### [WORK TO COMPLETE]
What follows is a set of records; repeat all of them exactly.

Records contained in a dataset
######
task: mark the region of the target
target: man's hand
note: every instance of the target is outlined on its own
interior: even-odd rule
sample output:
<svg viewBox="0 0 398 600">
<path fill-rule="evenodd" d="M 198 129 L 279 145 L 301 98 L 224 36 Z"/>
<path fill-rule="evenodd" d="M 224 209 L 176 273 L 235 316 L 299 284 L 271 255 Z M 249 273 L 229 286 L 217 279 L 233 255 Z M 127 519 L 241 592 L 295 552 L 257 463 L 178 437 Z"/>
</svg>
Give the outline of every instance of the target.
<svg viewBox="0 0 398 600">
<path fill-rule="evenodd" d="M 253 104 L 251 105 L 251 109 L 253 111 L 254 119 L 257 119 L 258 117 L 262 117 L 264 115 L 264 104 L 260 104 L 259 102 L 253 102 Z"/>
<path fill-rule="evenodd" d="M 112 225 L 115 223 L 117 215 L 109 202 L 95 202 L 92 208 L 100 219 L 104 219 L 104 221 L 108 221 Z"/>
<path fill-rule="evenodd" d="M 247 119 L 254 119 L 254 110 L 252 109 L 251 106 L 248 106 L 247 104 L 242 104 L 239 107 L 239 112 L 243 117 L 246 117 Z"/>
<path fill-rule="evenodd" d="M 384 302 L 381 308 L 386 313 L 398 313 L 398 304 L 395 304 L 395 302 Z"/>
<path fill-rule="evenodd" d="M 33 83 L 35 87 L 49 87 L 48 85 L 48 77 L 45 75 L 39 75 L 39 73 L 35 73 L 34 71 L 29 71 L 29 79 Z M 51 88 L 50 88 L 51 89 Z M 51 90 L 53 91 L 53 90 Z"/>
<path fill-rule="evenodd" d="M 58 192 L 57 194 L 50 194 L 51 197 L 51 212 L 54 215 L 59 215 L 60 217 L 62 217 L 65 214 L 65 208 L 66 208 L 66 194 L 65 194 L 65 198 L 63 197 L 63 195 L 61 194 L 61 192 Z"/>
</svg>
######
### [TASK OUTPUT]
task: mark the region of the target
target: man's hand
note: every instance of the target is outlined on its own
interior: even-odd rule
sample output:
<svg viewBox="0 0 398 600">
<path fill-rule="evenodd" d="M 198 129 L 279 145 L 301 98 L 224 36 Z"/>
<path fill-rule="evenodd" d="M 224 209 L 176 273 L 235 316 L 299 284 L 271 255 Z M 249 273 L 229 286 L 217 279 L 233 255 Z M 127 519 L 241 592 L 295 552 L 257 463 L 178 437 Z"/>
</svg>
Give the outline of every instance of the target.
<svg viewBox="0 0 398 600">
<path fill-rule="evenodd" d="M 253 104 L 251 105 L 251 109 L 253 111 L 254 119 L 257 119 L 258 117 L 262 117 L 264 115 L 264 104 L 260 104 L 259 102 L 253 102 Z"/>
<path fill-rule="evenodd" d="M 112 225 L 115 223 L 117 215 L 109 202 L 95 202 L 92 208 L 100 219 L 104 219 L 104 221 L 108 221 Z"/>
<path fill-rule="evenodd" d="M 247 119 L 254 119 L 254 110 L 252 109 L 251 106 L 248 106 L 247 104 L 242 104 L 239 107 L 239 112 L 243 117 L 246 117 Z"/>
<path fill-rule="evenodd" d="M 384 302 L 381 308 L 386 313 L 398 313 L 398 304 L 395 304 L 395 302 Z"/>
<path fill-rule="evenodd" d="M 33 83 L 35 87 L 49 87 L 48 85 L 48 77 L 45 75 L 39 75 L 39 73 L 35 73 L 34 71 L 29 71 L 29 79 Z M 51 88 L 50 88 L 51 89 Z M 51 90 L 53 91 L 53 90 Z"/>
<path fill-rule="evenodd" d="M 58 192 L 57 194 L 50 194 L 51 197 L 51 212 L 54 215 L 59 215 L 60 217 L 62 217 L 65 214 L 65 208 L 66 208 L 66 194 L 65 194 L 65 198 L 63 197 L 63 195 L 61 194 L 61 192 Z"/>
</svg>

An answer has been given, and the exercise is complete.